§ Task goal:
In the rows from the line containing "seats. Produce a bounding box for every instance." through the line containing "[165,266,180,288]", change "Produce" to "Return". Return only those lines, with everything else unchanged.
# Start of Information shown
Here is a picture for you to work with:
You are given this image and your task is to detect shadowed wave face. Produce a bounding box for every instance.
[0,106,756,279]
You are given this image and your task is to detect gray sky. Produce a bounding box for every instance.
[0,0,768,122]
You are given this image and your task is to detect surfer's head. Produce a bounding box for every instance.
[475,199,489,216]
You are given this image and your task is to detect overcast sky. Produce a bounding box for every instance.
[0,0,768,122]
# End of Information shown
# Start of Information shown
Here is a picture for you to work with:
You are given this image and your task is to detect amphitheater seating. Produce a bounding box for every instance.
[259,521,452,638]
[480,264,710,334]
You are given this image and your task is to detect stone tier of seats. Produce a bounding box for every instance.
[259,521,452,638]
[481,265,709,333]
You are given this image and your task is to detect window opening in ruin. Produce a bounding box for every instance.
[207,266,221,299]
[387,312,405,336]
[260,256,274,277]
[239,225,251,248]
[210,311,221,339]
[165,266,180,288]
# End of Information shown
# Start of Information shown
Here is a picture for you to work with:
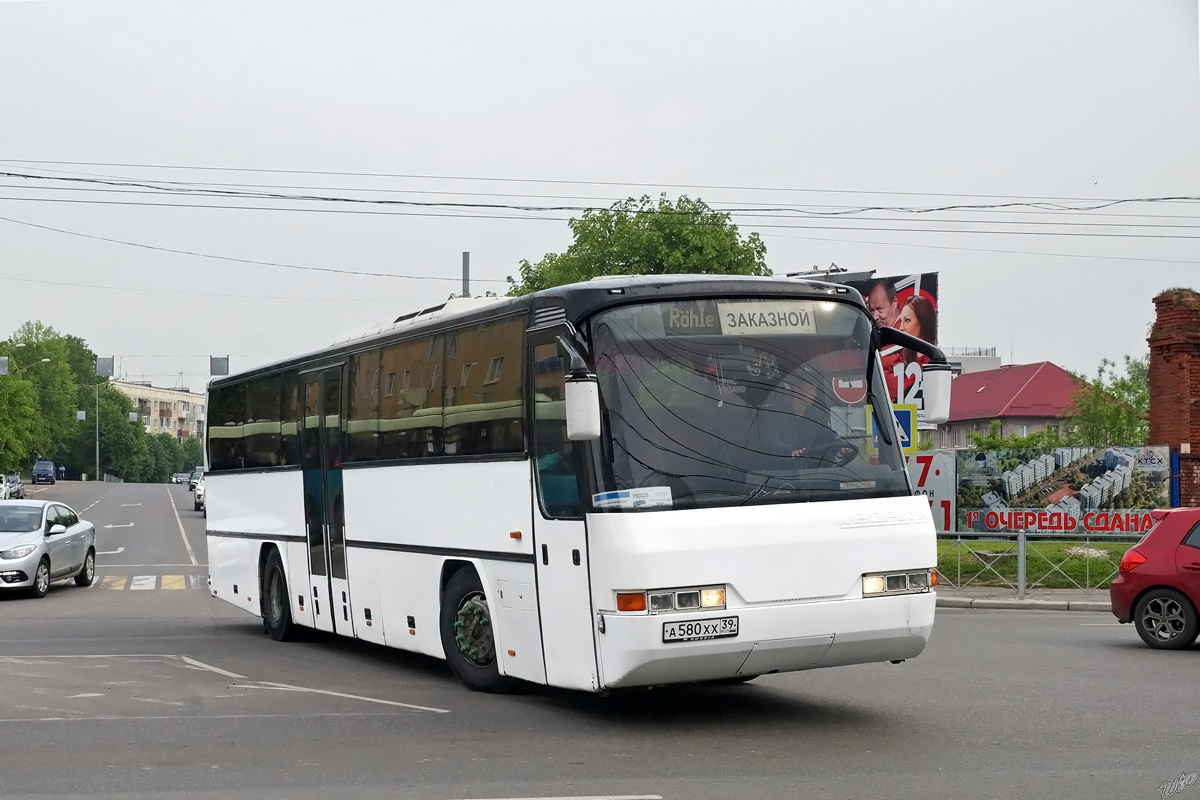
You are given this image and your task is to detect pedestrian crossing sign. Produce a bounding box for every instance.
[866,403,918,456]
# End of Information shown
§ Answer for this exercise:
You are given this image and your task is to detect stone tier of seats. Return a bounding box for every instance.
[259,521,452,638]
[481,265,709,333]
You are given this image and your task is to detect window opening in ruin. Return a bounding box for every instance.
[207,266,221,299]
[387,312,405,336]
[260,256,274,277]
[239,225,251,248]
[210,311,221,339]
[165,266,180,288]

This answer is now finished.